(DATASET RECORDS)
○ ○ ○ ○
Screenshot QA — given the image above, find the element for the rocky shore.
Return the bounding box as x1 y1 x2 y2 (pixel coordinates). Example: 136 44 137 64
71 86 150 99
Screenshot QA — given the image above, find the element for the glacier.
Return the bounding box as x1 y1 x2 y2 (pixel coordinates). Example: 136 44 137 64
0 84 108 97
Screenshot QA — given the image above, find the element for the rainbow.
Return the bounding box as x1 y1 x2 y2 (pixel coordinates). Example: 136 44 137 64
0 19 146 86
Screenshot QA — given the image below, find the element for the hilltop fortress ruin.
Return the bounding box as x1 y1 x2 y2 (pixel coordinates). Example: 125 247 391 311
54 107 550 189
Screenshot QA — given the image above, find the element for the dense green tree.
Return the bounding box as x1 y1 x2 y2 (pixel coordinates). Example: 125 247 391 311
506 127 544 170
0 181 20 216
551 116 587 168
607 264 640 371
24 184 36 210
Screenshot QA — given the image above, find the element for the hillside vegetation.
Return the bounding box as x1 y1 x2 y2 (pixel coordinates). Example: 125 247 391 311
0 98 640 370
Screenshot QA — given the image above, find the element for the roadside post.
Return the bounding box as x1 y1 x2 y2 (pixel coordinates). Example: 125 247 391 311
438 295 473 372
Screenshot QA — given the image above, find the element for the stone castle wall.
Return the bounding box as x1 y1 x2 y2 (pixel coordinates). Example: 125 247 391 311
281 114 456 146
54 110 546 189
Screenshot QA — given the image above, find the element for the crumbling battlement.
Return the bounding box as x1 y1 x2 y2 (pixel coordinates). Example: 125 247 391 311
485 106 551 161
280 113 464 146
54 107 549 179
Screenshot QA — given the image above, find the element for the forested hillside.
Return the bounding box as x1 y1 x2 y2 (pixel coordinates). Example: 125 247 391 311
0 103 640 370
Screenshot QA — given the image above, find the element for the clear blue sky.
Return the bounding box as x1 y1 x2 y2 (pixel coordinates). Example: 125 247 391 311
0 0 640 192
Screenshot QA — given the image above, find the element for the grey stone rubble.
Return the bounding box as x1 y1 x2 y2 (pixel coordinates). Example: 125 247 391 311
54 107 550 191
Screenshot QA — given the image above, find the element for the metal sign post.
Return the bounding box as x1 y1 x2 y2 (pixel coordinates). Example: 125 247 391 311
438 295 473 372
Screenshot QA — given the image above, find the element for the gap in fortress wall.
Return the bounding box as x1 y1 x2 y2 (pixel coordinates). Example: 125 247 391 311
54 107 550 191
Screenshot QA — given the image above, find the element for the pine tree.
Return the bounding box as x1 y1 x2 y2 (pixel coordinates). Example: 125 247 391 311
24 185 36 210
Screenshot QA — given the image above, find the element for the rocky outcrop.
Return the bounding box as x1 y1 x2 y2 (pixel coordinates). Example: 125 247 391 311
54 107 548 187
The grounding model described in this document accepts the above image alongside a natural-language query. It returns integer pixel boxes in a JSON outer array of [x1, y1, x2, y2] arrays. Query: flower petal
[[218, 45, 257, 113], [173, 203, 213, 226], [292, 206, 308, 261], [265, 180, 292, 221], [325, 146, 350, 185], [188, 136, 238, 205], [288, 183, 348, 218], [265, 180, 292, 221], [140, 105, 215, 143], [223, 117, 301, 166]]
○ ○ ○ ○
(DO THIS) Can you rename "pine tree" to "spruce tree" in the rows beginning with the line containing "in fortress wall." and continuing through the line containing "54 107 548 187", and reproduce only those lines with everything else unchanged?

(TASK ANSWER)
Screenshot QA — given the image above, find the element for the gap in fortress wall.
Return the bounding box as x1 y1 x2 y2 (pixel coordinates). Example: 125 247 391 311
54 107 550 191
Screenshot QA — given the image above, find the element for the spruce tree.
Return the bounding box as x1 y1 x2 y2 (pixel coordinates). Example: 125 247 391 311
24 185 36 210
Screenshot QA — given the image above, find the element for the rocky outcrop.
Return the bounding box as x1 y1 x2 y2 (pixel coordinates). Example: 125 247 391 311
54 107 548 187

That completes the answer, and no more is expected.